● EXCERPT TO READ
┄┄┄┄┄┄┄┄┄┄┄┄┄┄┄┄┄┄┄┄

La Usuluteca is like a reference library for anyone seeking a better understanding of Salvadoran pan dulce. The scarlet-crowned corner bakery, located two blocks east of Crenshaw on Washington Boulevard, holds a warren of wooden shelves teeming with semitas, quesadillas, and breads. The cold pastry cases here are packed with treats, from the caramelized eclairs known as relampagos to meringue-oozing cuernitos, and wickedly sweet milhojas, a riff on French mille-feuille running over with marshmallow meringue.
The shop was founded 11 years ago this past Tuesday, November 12, by Toni Suarez and Juan Torres, who have established their brand as a primary player in the world of L.A. Salvadoran food. The couple arrived in the U.S. from the southwestern city of Usulutan, El Salvador, in 2008, five years before they cracked the doors to their popular pupusería and panadería.
“When we arrived, we didn't know what to do,” Toni tells L.A. TACO. “We saw a niche of sweet bread that were not [made] as we thought they should be. My husband's family has recipes. They used to be bakers of typical Salvadorian bread, and that's how he got inspired.”
For a while, the business focused on pupusas and sweets, with all of the cooking and management done by family members. As its clientele mushroomed, customers began requesting various dishes they missed from home, leading La Usuluteca to add more dishes and traditional soups. In time, the business had to hire bakers beyond its bloodlines and eventually move its pastry production to a Downtown bakery to keep up with demand.
Today, La Usuluteca not only packs early risers in for its to-go breakfast sandwiches and its most popular item, the cheese-infused, rice flour sponge cakes known as quesadillas, from 6 a.m. to 8 p.m. daily. It also thrives with a wholesale business, providing its sweets to the Salvadoran community through Vallarta and Northgate markets. In addition, it supplies numerous loncheras with pastries from Mexico and Central America.

┄┄┄┄┄┄┄┄┄┄┄┄┄┄┄┄┄┄┄┄

● TASK 1
Answer these questions from the article on La Usuluteca:
(a) From which city did Toni Suarez and Juan Torres come to the U.S.?
(b) Where was the pastry production eventually moved?
(c) What is the shop's most popular item?
● TASK 2
For each statement, say whether it agrees with the article on La Usuluteca, and quote the words that decide it.
(a) The bakery sits two blocks west of Crenshaw.
(b) The couple arrived in the U.S. in 2008.
(c) The shop is open from 6 a.m. to 8 p.m. every day.
● TASK 3
Please write the next few sentences of the article on La Usuluteca, following on from its final paragraph.

(Dataset excerpts)
┄┄┄┄┄┄┄┄┄┄┄┄┄┄┄┄┄┄┄┄

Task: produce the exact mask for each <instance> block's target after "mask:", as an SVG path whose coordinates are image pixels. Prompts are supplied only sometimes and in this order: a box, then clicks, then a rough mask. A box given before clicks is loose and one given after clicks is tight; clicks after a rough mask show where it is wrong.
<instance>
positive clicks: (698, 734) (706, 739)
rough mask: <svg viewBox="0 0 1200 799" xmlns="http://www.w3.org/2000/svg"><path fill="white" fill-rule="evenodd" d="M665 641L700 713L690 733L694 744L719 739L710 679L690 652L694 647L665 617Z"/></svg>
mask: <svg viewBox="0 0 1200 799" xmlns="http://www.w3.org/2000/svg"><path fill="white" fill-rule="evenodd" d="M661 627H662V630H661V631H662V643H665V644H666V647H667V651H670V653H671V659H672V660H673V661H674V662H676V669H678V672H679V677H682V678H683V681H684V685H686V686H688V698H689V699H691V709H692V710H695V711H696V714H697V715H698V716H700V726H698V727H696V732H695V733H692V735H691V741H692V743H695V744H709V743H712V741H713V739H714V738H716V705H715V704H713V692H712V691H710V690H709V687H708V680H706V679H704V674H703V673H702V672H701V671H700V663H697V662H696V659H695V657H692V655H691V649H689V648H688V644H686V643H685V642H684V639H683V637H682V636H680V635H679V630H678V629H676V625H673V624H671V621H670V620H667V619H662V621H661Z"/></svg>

┄┄┄┄┄┄┄┄┄┄┄┄┄┄┄┄┄┄┄┄

● TASK RESPONSE 1
(a) Usulutan, El Salvador.
(b) To a Downtown bakery.
(c) The quesadillas, cheese-infused rice flour sponge cakes.

● TASK RESPONSE 2
(a) No: "located two blocks east of Crenshaw on Washington Boulevard"
(b) Yes: "arrived in the U.S. from the southwestern city of Usulutan, El Salvador, in 2008"
(c) Yes: "from 6 a.m. to 8 p.m. daily"

● TASK RESPONSE 3
Like El Salvador itself, La Usuluteca is by no means big. Still, it manages to stock a small country’s worth of culinary traditions between its walls. There are bags of chips, chow mein, hot sauces, horchata mixes, and leaf-wrapped cones of whole cane sugar on its left side, imported cheeses on the right in a cold deli case topped with a rack of vintage spelling workbooks for kids.
In between, you’ll find breads, pastries, and a short steam table simmering with hot dishes, like beef-stuffed green pepper rellenos in warm tomato sauce, casamiento (red beans and rice), pollo guisado (chicken stew), asada filets, mojarra frita, and chorizo-bulked borracho beans, named for their legendary ability to hamper hangovers.
“We basically never close, Toni says. “From breakfast till dinner all day, we have warm food ready, so you can just walk in, pick a plate, and just leave.”
Suarez credits the bakery’s success to the couples’ high standards. Whereas many Central American bakeries may lean on more obtainable, cheaper cream cheese for their quesadillas, her family imports the hard cheese traditionally used in El Salvador. The results speak for themselves. The cake is impossibly soft, fluffy, and all too tempting to crunch the whole thing you’d once intended to spread out over a few days.
The pupusas similarly stand out. Each is handmade to order, thinner than many, and studded with tiny hot springs of crispy, coagulating cheese-skirt bits that puts them above many competitors. The pupusas are made with stringy mozzarella (for stretch), blended with other cheeses, including a salty Salvadoran specimen, which imbues them with a kick of a baroquely rich umami, not too distant from the subtlest bleu cheese in the mindseye of my tongue.
The shop shreds its own cheese, makes its own chicharrón, and forms its own masa, using a premade Maseca flour, in adherence to its DIY-is-better philosophy. The curtido, which bears slivers of chile habanero, is more intensely spicy and herbaceous than you’ll find at many competing stands and restaurants, an adept contrast to the warm, neutral tomato sauce supplied as salsa.
“You basically think of your loved ones back in El Salvador,” Saurez says. “You know, people who have migrated, what they used to go and eat. We go back and forth to El Salvador constantly, and we're always searching for new things or the things that could be done better.”
La Usuluteca offers all the expected types of pupusas, revueltas and those laced with loroco. In addition, you’ll find pupusas with chicken, jalapeno, garlic, zucchini, and a less commonly seen shrimp pupusa that hearkens back to Usulutan, El Salvador’s primary shrimp producer. Similarly, the bakery offers chachama, the light quesadilla variety Toni says is typical to Usulutan.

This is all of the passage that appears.